▶ _Passage to read_
Increment in Dietary Potassium Predicts Weight Loss in the Treatment of the Metabolic Syndrome
Thhe Sagol Center for Epigenetics of Aging and Metabolism, the Institute of Endocrinology, Metabolism and Hypertension, Tel Aviv-Sourasky Medical Center; Sackler Faculty of Medicine, Tel Aviv University, 6423906 Tel Aviv, Israel
Author to whom correspondence should be addressed.
Nutrients 2019, 11(6), 1256; https://doi.org/10.3390/nu11061256
Received: 29 April 2019 / Revised: 27 May 2019 / Accepted: 30 May 2019 / Published: 2 June 2019
Background: In the treatment of obesity/metabolic syndrome, dietary measures traditionally focus on reducing carbohydrate/fat-related caloric intake. The possibility that changes in potassium consumption may be related to the achieved weight loss has not been previously explored. Methods: Sixty-eight participants, with a mean age of 51.6 ± 11.0 years (F/M—30/38), who fulfilled the ATPIII criteria for the metabolic syndrome (MS) were enrolled into a 1-year intensive multidisciplinary program. Nutritional recommendation consisted of a moderate low calorie/high protein Mediterranean diet. Baseline assessment included clinical and biochemical profiling, and body composition. Nutritional components were registered over 7 days before and at the end of 1 year of treatment. Results: Mean baseline body mass index (BMI) was 35 ± 4 kg/m², which declined by 9.4 ± 0.1% after one year of combined intervention. Linear stepwise regression analysis revealed that 45% of the predicted variance of the % decline in BMI was related to increased consumption of dietary potassium (β = −0.865) and caproic acid (β = −0.423) and reduction in the consumption of dietary vitamin B6 (β = 0.542), calcium (β = 0.335), total carbohydrates (β = 0.239) and total caloric intake (β = 0.238; p < 0.001). Notably, the strongest correlate of the decline in BMI was the increase in dietary potassium intake (β = −0.865). Subjects whose achieved decrease in BMI was above the average (n = 30) increased potassium intake by 25% as compared to an increase in dietary potassium intake of only 3% by those whose decline in BMI was below the average (n = 36; p < 0.05). The change in dietary potassium was related to the percent increase in dietary protein (r = 0.433; p < 0.001). Conclusion: An increase in dietary potassium consumption is a previously unrecognized predictor of the achieved reduction in BMI in a weight-loss-oriented multidisciplinary intervention in obesity/MS. Prospective trials are underway to confirm this post-hoc finding.

▶ _Task objective_
Transcribe the stretch of the potassium study from "Increment in Dietary" through "should be addressed.", word for word. None of the data is required.

▶ _Information supplied_
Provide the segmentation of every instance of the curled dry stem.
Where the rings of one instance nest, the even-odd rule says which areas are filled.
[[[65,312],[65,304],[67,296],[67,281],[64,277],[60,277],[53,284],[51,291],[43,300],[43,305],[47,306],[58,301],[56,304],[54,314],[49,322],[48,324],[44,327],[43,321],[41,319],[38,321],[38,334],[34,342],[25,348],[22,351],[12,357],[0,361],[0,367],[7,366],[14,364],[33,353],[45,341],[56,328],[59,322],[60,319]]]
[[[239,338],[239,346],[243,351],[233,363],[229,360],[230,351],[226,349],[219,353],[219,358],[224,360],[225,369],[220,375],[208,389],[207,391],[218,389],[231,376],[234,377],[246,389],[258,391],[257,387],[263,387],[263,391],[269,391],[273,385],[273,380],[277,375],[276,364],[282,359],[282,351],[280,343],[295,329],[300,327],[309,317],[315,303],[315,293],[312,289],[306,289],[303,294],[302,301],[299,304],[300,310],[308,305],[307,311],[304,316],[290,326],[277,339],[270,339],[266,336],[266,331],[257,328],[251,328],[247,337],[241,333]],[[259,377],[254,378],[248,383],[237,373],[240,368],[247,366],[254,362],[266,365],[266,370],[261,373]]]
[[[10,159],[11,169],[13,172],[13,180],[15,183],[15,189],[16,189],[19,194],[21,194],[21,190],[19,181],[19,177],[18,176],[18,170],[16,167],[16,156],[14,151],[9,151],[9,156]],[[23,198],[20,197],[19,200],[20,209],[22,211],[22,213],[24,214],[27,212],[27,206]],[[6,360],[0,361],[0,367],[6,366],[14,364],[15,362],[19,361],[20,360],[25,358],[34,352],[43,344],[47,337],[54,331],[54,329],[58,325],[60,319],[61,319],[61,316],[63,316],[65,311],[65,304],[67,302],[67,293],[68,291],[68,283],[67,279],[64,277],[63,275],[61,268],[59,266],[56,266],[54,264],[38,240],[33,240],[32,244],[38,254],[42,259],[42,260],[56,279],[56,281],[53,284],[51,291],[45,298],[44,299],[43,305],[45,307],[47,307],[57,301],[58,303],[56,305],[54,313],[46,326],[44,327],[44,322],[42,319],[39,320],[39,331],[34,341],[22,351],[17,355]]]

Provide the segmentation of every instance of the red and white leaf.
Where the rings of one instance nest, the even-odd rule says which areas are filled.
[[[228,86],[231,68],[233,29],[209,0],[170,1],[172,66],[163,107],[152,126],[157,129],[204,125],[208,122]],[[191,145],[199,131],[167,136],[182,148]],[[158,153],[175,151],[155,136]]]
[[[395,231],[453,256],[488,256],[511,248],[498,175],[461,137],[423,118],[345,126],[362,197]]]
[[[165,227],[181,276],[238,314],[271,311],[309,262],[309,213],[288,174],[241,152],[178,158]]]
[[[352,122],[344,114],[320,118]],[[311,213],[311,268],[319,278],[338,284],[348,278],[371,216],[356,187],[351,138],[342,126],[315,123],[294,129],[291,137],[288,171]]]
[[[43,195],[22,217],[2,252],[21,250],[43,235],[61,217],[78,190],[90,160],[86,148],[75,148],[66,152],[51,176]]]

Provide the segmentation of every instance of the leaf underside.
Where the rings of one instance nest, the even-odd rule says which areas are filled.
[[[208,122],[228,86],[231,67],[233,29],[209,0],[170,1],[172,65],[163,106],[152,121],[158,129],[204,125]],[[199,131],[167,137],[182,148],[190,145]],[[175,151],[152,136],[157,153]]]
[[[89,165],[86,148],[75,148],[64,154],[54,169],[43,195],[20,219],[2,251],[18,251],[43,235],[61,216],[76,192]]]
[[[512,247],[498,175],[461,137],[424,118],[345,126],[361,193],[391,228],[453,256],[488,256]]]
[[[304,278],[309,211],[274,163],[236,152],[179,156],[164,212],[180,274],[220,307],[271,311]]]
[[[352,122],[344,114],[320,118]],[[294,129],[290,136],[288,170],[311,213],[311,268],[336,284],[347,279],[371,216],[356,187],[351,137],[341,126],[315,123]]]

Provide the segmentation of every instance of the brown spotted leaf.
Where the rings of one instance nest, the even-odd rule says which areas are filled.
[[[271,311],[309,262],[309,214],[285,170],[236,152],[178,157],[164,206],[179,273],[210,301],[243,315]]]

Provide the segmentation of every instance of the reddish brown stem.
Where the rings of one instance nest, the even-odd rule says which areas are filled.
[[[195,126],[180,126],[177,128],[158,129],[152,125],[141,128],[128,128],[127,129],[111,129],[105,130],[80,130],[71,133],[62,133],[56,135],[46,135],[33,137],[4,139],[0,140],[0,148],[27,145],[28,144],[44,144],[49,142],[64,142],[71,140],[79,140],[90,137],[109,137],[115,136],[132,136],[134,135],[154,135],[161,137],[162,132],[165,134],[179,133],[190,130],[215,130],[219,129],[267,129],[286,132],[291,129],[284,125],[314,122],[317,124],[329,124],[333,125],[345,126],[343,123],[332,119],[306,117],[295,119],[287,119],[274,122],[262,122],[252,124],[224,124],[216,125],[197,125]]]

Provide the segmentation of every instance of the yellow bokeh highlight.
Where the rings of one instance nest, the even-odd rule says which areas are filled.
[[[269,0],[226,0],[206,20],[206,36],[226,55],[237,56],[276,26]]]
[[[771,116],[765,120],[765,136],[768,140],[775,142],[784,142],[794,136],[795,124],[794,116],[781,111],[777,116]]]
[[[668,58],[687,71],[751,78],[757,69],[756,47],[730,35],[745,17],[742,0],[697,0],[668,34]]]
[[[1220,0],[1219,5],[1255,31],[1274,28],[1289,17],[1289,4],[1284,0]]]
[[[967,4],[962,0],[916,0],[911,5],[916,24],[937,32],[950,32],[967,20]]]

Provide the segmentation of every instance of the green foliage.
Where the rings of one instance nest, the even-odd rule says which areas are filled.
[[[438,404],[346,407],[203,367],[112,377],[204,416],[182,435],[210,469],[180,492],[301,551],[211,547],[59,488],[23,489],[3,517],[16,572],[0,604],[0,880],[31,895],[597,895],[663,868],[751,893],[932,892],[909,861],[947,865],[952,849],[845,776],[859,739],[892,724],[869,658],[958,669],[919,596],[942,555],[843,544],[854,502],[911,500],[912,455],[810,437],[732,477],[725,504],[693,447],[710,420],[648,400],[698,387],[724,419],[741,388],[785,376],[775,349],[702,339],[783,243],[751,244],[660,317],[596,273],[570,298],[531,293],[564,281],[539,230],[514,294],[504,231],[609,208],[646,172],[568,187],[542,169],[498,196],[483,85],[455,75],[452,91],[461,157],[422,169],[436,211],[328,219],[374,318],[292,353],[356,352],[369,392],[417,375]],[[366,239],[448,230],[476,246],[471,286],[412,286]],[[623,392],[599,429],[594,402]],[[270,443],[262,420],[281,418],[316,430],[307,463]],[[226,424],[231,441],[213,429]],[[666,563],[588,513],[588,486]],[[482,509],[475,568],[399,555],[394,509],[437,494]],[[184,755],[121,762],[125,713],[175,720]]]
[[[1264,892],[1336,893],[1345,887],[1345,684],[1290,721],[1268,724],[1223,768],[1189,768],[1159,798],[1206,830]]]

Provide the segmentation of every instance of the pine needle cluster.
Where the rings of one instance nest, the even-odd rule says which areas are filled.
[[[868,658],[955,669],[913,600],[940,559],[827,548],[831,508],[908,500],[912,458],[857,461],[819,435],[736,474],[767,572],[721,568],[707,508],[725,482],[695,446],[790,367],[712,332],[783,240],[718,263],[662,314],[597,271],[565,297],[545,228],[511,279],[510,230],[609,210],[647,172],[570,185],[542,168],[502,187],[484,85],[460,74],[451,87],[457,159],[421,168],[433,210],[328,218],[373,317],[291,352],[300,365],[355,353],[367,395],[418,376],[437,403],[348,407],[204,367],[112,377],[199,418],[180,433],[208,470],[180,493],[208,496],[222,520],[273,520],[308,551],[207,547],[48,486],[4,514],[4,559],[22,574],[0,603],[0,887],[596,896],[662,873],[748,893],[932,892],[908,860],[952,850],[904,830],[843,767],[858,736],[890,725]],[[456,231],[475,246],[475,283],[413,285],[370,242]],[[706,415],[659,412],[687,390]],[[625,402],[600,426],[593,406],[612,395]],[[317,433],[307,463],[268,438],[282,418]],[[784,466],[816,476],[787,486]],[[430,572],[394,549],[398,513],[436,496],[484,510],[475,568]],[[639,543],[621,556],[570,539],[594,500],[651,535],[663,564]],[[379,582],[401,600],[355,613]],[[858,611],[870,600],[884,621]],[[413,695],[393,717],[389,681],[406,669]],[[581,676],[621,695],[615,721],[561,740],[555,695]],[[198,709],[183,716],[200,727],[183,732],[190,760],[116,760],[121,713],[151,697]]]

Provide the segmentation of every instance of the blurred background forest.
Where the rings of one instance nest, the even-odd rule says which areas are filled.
==
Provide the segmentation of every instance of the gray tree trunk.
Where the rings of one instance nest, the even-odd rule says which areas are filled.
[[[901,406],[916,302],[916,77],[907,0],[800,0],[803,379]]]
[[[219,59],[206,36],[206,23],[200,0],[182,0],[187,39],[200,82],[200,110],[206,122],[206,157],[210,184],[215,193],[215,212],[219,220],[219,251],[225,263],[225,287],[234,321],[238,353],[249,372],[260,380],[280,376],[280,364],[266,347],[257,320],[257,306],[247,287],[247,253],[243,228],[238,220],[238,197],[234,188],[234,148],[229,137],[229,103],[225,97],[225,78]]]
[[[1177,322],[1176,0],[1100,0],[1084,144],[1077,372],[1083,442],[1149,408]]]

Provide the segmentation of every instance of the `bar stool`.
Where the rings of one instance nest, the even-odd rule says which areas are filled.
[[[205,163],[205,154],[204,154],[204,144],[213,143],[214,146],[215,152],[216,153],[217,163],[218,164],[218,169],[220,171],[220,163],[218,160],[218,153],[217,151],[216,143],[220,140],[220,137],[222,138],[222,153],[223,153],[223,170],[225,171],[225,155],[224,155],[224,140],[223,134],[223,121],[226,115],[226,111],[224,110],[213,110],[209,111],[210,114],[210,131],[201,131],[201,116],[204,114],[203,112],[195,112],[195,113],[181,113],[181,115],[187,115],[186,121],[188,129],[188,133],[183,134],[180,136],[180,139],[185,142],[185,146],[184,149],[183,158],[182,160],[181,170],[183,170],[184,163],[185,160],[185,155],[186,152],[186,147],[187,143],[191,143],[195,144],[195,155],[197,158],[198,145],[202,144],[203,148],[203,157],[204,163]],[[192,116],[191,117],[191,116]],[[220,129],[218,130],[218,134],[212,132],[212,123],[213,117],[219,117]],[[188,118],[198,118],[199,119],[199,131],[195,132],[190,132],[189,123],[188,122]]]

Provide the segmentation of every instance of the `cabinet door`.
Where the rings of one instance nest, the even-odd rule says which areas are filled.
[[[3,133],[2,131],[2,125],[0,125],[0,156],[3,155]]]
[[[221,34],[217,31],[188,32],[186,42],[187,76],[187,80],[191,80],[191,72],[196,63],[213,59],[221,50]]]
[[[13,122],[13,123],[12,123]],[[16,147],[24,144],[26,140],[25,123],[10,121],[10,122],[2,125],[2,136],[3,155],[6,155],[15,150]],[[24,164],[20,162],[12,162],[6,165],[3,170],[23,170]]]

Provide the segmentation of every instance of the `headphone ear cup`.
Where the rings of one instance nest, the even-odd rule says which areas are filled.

▶ _Task result_
Increment in Dietary Potassium Predicts Weight Loss in the Treatment of the Metabolic Syndrome
Thhe Sagol Center for Epigenetics of Aging and Metabolism, the Institute of Endocrinology, Metabolism and Hypertension, Tel Aviv-Sourasky Medical Center; Sackler Faculty of Medicine, Tel Aviv University, 6423906 Tel Aviv, Israel
Author to whom correspondence should be addressed.